### Your task:
Render the material below as a JSON array of strings, one string per line, skipping any blank lines.

----- Data supplied -----

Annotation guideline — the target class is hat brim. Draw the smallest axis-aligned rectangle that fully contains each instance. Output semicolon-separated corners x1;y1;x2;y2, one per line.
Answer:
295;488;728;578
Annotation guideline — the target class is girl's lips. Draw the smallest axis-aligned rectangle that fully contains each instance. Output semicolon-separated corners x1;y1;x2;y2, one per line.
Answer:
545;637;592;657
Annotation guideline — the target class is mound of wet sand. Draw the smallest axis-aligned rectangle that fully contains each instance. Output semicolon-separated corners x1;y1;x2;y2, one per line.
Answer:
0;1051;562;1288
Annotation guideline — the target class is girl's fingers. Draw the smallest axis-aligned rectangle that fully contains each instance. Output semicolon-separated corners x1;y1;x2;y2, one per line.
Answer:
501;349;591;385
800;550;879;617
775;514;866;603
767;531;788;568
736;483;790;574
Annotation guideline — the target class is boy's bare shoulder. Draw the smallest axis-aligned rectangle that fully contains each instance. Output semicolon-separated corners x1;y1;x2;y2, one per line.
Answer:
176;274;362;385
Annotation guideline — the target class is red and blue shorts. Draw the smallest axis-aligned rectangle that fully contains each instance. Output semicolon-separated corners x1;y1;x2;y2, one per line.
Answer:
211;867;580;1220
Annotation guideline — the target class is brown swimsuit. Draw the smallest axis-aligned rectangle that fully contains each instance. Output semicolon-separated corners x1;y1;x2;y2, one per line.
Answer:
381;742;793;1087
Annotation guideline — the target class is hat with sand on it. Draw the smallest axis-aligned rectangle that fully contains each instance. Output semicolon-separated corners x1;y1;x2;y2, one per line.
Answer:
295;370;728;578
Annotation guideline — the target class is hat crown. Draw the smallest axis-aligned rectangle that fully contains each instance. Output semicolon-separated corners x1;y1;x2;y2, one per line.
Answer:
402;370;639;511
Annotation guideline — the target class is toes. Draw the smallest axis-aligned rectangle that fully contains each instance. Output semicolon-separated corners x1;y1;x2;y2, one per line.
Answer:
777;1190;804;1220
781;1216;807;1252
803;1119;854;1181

-----

### Solution to this exercise:
[
  "Annotation guideline — the target class is hat brim. Draw the smallest axis-aligned rectangle that fully contains each instance. Output semicolon-separated corners x1;y1;x2;y2, one per line.",
  "Answer:",
  "295;488;728;578",
  "Annotation guideline — the target class is girl's lips. Draw the smallest axis-aligned rectangle that fully contains each instance. Output semicolon-separated corners x1;y1;x2;y2, one per line.",
  "Answer:",
  "545;637;592;657",
  "Annotation guideline — the target class is mound of wet sand. Draw the smallest axis-aligned rectangle that fully contains each instance. Output semicolon-separated corners x1;y1;x2;y2, one per line.",
  "Answer:",
  "0;1051;562;1288",
  "Annotation guideline — the target class is girl's fingers. Draw the smallest axis-aligned rectangle that fully contains each instance. Output semicolon-separated corners x1;y1;x2;y2, one per line.",
  "Answer:",
  "501;349;591;385",
  "800;550;879;617",
  "775;514;866;603",
  "767;531;788;568",
  "736;483;790;574",
  "Annotation guideline — the target class is boy's bare shoulder. Draw the smallest axis-aligned rectangle that fully contains each instance. Output semicolon-separated corners x1;y1;x2;y2, one per line.",
  "Answer:",
  "176;274;362;385",
  "Annotation guideline — the target class is red and blue shorts. Draw the smallest axis-aligned rectangle that fully contains each instance. Output semicolon-separated corners x1;y1;x2;y2, one per line.",
  "Answer:",
  "211;867;580;1220",
  "Annotation guideline — the target class is brown swimsuit. Draw the smallest axis-aligned rectangle that fully contains each instance. Output semicolon-separated corners x1;y1;x2;y2, one per line.",
  "Answer:",
  "381;742;793;1087",
  "Annotation guideline — the target class is hat with sand on it. Draw the smallest axis-aligned rectangle that fully contains each instance. Output semicolon-separated corners x1;y1;x2;y2, one per line.",
  "Answer:",
  "295;370;728;578",
  "Annotation guideline — the target class is hat crown. Draw the smallest axis-aligned rectangle that fully contains each instance. Output semicolon-separated corners x1;y1;x2;y2, one per line.",
  "Answer:",
  "402;370;639;511",
  "Annotation guideline — the target class is toes. Draw the smallest axis-aligned rectangle that fully contains each instance. Output semicolon-separated corners x1;y1;x2;y2, one per line.",
  "Answer:",
  "777;1190;804;1220",
  "781;1216;807;1252",
  "803;1119;854;1181"
]